+++ DATASET EXCERPTS

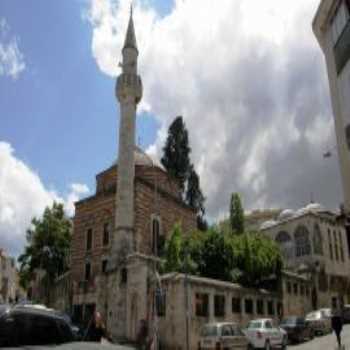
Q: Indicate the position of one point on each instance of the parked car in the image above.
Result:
(263, 334)
(297, 329)
(346, 314)
(222, 336)
(4, 308)
(319, 322)
(26, 326)
(77, 331)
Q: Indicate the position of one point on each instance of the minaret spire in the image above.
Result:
(130, 39)
(128, 93)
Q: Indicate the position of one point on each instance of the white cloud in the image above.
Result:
(23, 196)
(77, 191)
(12, 62)
(250, 81)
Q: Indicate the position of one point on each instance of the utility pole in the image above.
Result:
(186, 299)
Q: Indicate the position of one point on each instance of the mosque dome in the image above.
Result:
(310, 208)
(314, 207)
(141, 158)
(286, 214)
(267, 224)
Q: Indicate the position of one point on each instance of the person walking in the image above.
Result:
(337, 320)
(96, 330)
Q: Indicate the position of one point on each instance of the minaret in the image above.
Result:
(128, 93)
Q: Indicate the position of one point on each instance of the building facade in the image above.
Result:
(8, 279)
(120, 230)
(314, 245)
(190, 302)
(332, 29)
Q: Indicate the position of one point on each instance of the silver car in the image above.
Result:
(319, 321)
(224, 335)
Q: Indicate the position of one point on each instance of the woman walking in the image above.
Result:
(337, 320)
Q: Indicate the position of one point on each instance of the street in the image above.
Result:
(327, 342)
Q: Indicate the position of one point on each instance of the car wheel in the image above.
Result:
(284, 343)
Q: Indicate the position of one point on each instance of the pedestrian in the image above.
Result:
(96, 331)
(337, 320)
(142, 340)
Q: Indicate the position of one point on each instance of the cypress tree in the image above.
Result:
(236, 214)
(176, 152)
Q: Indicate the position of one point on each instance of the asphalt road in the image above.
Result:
(327, 342)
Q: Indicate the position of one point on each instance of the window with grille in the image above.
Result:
(157, 239)
(260, 307)
(248, 306)
(219, 305)
(330, 244)
(87, 271)
(302, 241)
(335, 238)
(106, 234)
(202, 300)
(236, 305)
(104, 265)
(285, 243)
(89, 239)
(317, 240)
(270, 308)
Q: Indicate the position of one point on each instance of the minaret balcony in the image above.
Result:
(129, 85)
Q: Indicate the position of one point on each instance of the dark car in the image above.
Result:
(29, 326)
(297, 329)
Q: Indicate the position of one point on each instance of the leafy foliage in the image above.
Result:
(48, 244)
(236, 214)
(176, 156)
(248, 258)
(176, 160)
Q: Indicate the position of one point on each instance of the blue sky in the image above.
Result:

++++++

[TASK DIRECTIONS]
Each line above is to be copied exactly, and the pictures are to be dropped.

[THE COMPLETED TASK]
Q: Indicate the position of one point on each instance of the parked car in the image above.
Result:
(263, 334)
(297, 329)
(346, 314)
(222, 336)
(4, 308)
(319, 322)
(26, 326)
(77, 331)
Q: Indicate the position of one point on each instance of the minaret spire in the image above.
Result:
(130, 39)
(128, 93)
Q: Indicate the position of one point on each instance of the white cloud in the image above.
Result:
(23, 196)
(77, 191)
(12, 62)
(250, 81)
Q: Indicate the position of one point on each instance of the utility pole in the image above.
Result:
(186, 299)
Q: Indicate the position of one point on each instance of the mosque dome in the image above.
Result:
(310, 208)
(314, 207)
(141, 158)
(286, 214)
(267, 224)
Q: Indicate the position of one point on each instance of the person walking in the image above.
Result:
(337, 320)
(96, 330)
Q: Indicate the position of one point on each instance of the minaret in the image above.
Result:
(128, 93)
Q: Indicate the position of one point on each instance of the building facade in the image above.
Result:
(8, 279)
(120, 230)
(314, 245)
(190, 302)
(332, 29)
Q: Indicate the position of one point on each instance of the silver car in the image above.
Result:
(319, 321)
(224, 335)
Q: Indicate the position of one point on each instance of the woman walking in the image above.
Result:
(337, 320)
Q: Indicate the position of one point on each instance of the street in the image above.
Result:
(327, 342)
Q: Indicate the position of one point on each instance of the car wheel in the image above.
Result:
(284, 343)
Q: Indicate the position of one point on each instance of the pedestrian in the image above.
Result:
(96, 331)
(337, 320)
(142, 340)
Q: Indicate the position of one point on each instance of the cypress tree in the image above.
Result:
(236, 214)
(176, 152)
Q: Indicate the position of one point on each instance of the asphalt road in the image above.
Result:
(327, 342)
Q: Indicate the position of one point on each instance of the window with grille in the image above.
Result:
(157, 239)
(260, 307)
(248, 306)
(219, 305)
(330, 244)
(87, 271)
(302, 241)
(335, 238)
(106, 234)
(202, 300)
(236, 305)
(104, 265)
(285, 243)
(89, 239)
(317, 240)
(270, 308)
Q: Indicate the position of one point on each instance of the minaret balcony in the image above.
Result:
(129, 85)
Q: Indicate the position of one point on each instance of the dark car in the image above.
Result:
(29, 326)
(297, 329)
Q: Indicate the position of one point on each instance of the leafy foliage in the image above.
Result:
(48, 244)
(236, 214)
(176, 156)
(248, 258)
(176, 160)
Q: Indicate the position of one point on each instance of the blue sky in the image above.
Result:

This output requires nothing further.